**PROBLEMS:**
• 1. In the StackNet forum thread, which exception does the first reply assume is the cause of the failure?
• 2. Reproduce a passage from the StackNet forum thread, starting with "Closed ajing closed" and going on through "reads your files...".
• 3. Take the StackNet forum thread further from the point where it stops.

Closed ajing closed 7 years ago
Hi ajing,
Looks like you're trying to predict what's in your next shopping cart ;-) But it may not be the right time to make a joke...
I assume the cause of the exception is :
Caused by: java.lang.NegativeArraySizeException
Somehow StackNet and more specifically fsmatrix initialization fails at line 85
this.data=new double [rows*columns];
So StackNet ends up with negative values for either rows or columns eventhough it successfully reads your files...
Just for the record is there anything wrong in paramsv1.txt like negative values ? A last question what version of stacknet do you use? The stack trace does not seem in line with the latest master branch. Goldentom.
Exactly, Goldentom. This is the last few hour of the Instacart competition. I just quickly throw a model last night and want to see what can happen. So, I am not very cautious about selecting models. I just used the Quora example (because also binary classification...)
LogisticRegression Type:Liblinear C:0.8 threads:1 usescale:True maxim_Iteration:100 seed:1 verbose:false
RandomForestClassifier estimators:100 threads:1 rounding:3 cut_off_subsample:0.15 max_depth:7 max_features:0.7 min_leaf:3.0 min_split:5.0 Objective:ENTROPY row_subsample:0.95 seed:1 verbose:false
LogisticRegression Type:SGD C:0.00001 threads:1 learn_rate:0.1 usescale:True maxim_Iteration:20 seed:1 verbose:false
LSVC Type:Liblinear threads:1 usescale:True C:3.0 maxim_Iteration:100 seed:1 verbose:false copy:false
LSVC Type:SGD C:0.00001 threads:1 learn_rate:0.1 usescale:True maxim_Iteration:20 seed:1 verbose:false copy:false
RandomForestClassifier estimators:100 threads:1 rounding:3 cut_off_subsample:1.0 max_depth:5 max_features:0.7 min_leaf:3.0 min_split:5.0 Objective:ENTROPY row_subsample:0.95 seed:1 verbose:false
softmaxnnclassifier usescale:True seed:1 Type:SGD maxim_Iteration:30 C:0.00001 shuffle:false learn_rate:0.001 smooth:0.1 h1:20 h2:30 connection_nonlinearity:Relu init_values:0.01 verbose:false copy:false
LibFmClassifier maxim_Iteration:100 C:0.000001 C2:0.02 lfeatures:3 seed:1 usescale:True init_values:0.001 learn_rate:0.04 smooth:0.0001 threads:1 verbose:false
GradientBoostingForestClassifier rounding:3 estimators:1000 shrinkage:0.1 threads:1 offset:0.00001 max_depth:8 max_features:0.4 min_leaf:4.0 min_split:8.0 Objective:RMSE row_subsample:0.7 seed:1 verbose:false
LibFmRegressor maxim_Iteration:100 C:0.000001 C2:0.02 lfeatures:3 seed:1 usescale:True init_values:0.001 learn_rate:0.04 smooth:0.0001 threads:1 verbose:false
GradientBoostingForestRegressor rounding:3 estimators:100 shrinkage:0.2 threads:1 cut_off_subsample:0.8 offset:0.00001 max_depth:9 max_features:0.4 min_leaf:4.0 min_split:8.0 Objective:RMSE row_subsample:0.7 seed:1 verbose:false
RandomForestClassifier estimators:300 threads:3 rounding:3.0 max_depth:12 max_features:0.4 min_leaf:3.0 min_split:5.0 Objective:ENTROPY row_subsample:0.9 seed:1 verbose:false
I updated the package and here is the new error message:
Exception in thread "main" java.lang.reflect.InvocationTargetException
at sun.reflect.NativeMethodAccessorImpl.invoke0(Native Method)

(Extracted records)
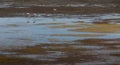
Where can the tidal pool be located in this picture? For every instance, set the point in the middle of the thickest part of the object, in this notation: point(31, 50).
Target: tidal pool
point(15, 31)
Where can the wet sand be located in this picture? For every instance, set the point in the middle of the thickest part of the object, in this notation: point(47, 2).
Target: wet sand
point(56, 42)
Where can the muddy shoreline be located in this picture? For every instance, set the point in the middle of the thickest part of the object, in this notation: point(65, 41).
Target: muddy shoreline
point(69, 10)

...

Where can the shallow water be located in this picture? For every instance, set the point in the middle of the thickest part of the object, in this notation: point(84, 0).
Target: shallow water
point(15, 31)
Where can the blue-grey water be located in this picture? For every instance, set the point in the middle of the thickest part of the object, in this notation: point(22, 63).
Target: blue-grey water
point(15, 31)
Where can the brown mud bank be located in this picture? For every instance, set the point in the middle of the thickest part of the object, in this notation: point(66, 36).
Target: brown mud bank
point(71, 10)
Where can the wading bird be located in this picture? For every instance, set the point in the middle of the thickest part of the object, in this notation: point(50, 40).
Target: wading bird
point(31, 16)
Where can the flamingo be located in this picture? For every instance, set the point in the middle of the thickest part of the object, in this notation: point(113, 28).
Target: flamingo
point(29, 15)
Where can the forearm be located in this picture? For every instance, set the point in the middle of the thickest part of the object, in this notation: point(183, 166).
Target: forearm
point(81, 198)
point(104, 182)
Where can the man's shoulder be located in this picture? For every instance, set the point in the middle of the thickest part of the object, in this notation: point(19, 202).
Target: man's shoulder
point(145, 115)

**THE REPLIES:**
• 1. java.lang.NegativeArraySizeException

• 2.
Closed ajing closed 7 years ago
Hi ajing,
Looks like you're trying to predict what's in your next shopping cart ;-) But it may not be the right time to make a joke...
I assume the cause of the exception is :
Caused by: java.lang.NegativeArraySizeException
Somehow StackNet and more specifically fsmatrix initialization fails at line 85
this.data=new double [rows*columns];
So StackNet ends up with negative values for either rows or columns eventhough it successfully reads your files...

• 3.
at sun.reflect.NativeMethodAccessorImpl.invoke(NativeMethodAccessorImpl.java:57)
at sun.reflect.DelegatingMethodAccessorImpl.invoke(DelegatingMethodAccessorImpl.java:43)
at java.lang.reflect.Method.invoke(Method.java:606)
at org.eclipse.jdt.internal.jarinjarloader.JarRsrcLoader.main(JarRsrcLoader.java:58)
Caused by: java.lang.NegativeArraySizeException
at matrix.fsmatrix.<init>(fsmatrix.java:85)
at ml.stacknet.StackNetClassifier.fit(StackNetClassifier.java:2871)
at stacknetrun.runstacknet.main(runstacknet.java:471)
... 5 more
Thanks ajing, I was not expecting you to update the package.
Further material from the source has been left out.